Task requirements:
According to the simulation settings excerpt, which turbulence model was used?

Excerpt to read:
--------
3.2. Simulation Settings

The commercial software Fluent was used to simulate the train’s operation status. Only when the speed is high enough can the braking plate play a greater role. But in actual situations, trains often run at reduced speeds when encountering strong crosswinds. Therefore, the relationship between wind speed and vehicle speed must be weighed when determining the simulated wind speed. The operating speed of current high-speed trains is generally 250 or 300 km/h, and when encountering strong crosswinds, the train speed cannot reach 300 km/h. Therefore, we finally determined that the train speed is 250 km/h, and the wind speed is 15 m/s. The aerodynamics of trains has always been a research hotspot, and many simulation studies on it have been published [14,26,27,28]. Therefore, it can provide references for the selection of related turbulence models and other parameters in this paper. In addition, in the model verification chapter, we have also done a lot of verification to prove the reliability of the simulation. The theory of Fluent software is the finite volume method. Use steady-state mode for simulation. The turbulence model is the k-ω shear stress transport (SST) model. Because, when there are flow separation and reverse pressure gradient phenomena, the prediction performance of this turbulence model is better, $\rho =1.225 \mathrm{kg}/{\mathrm{m}}^3$. The velocity of the airflow around the train is less than 0.3 times the Mach number, so it can be regarded as an incompressible fluid. We chose the pressure-based solver because it is more suitable for low-pressure or incompressible cases. Using a simple algorithm, momentum, turbulent kinetic energy, and specific dissipation rate are all second-order upwind. In the calculation domain shown in Figure 1a, ABCD and ADHE are velocity inlet, $v\left(x,y,z\right) = \left(69.4,15,0\right)\mathrm{m}/\mathrm{s}$, BCGF and FGHE are pressure outlets, ABFE is a non-slip wall, CDHG is a sliding wall, and sliding speed $v\left(x,y,z\right) = \left(69.4,0,0\right)\mathrm{m}/\mathrm{s}$. The aerodynamic forces in this paper are all expressed in dimensionless form. The definitions of aerodynamic coefficients are as follows:

$$C_d=\frac{F_d}{\frac{1}{2}{\rho Av}_{ref}{}^2}$$

(11)
--------
(Point placement records)
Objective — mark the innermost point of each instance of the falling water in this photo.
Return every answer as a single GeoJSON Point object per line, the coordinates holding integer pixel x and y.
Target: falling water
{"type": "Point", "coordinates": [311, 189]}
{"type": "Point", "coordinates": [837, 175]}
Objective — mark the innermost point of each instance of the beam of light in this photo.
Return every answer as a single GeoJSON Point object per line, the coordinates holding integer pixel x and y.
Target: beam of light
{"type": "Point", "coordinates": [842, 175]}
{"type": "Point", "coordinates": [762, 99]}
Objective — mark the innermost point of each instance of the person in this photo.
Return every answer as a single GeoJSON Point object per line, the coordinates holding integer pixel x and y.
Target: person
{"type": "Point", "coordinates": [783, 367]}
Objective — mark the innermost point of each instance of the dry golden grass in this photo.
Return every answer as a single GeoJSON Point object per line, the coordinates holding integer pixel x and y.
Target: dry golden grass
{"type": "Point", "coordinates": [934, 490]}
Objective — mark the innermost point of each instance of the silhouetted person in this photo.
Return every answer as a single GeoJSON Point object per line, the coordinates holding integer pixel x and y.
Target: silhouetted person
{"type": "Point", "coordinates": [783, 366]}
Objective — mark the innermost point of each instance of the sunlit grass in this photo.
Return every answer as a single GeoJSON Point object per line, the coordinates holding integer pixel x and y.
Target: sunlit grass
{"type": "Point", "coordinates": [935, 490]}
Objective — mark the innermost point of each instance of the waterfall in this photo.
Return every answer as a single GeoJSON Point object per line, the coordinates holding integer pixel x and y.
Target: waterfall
--------
In response:
The k-ω shear stress transport (SST) model.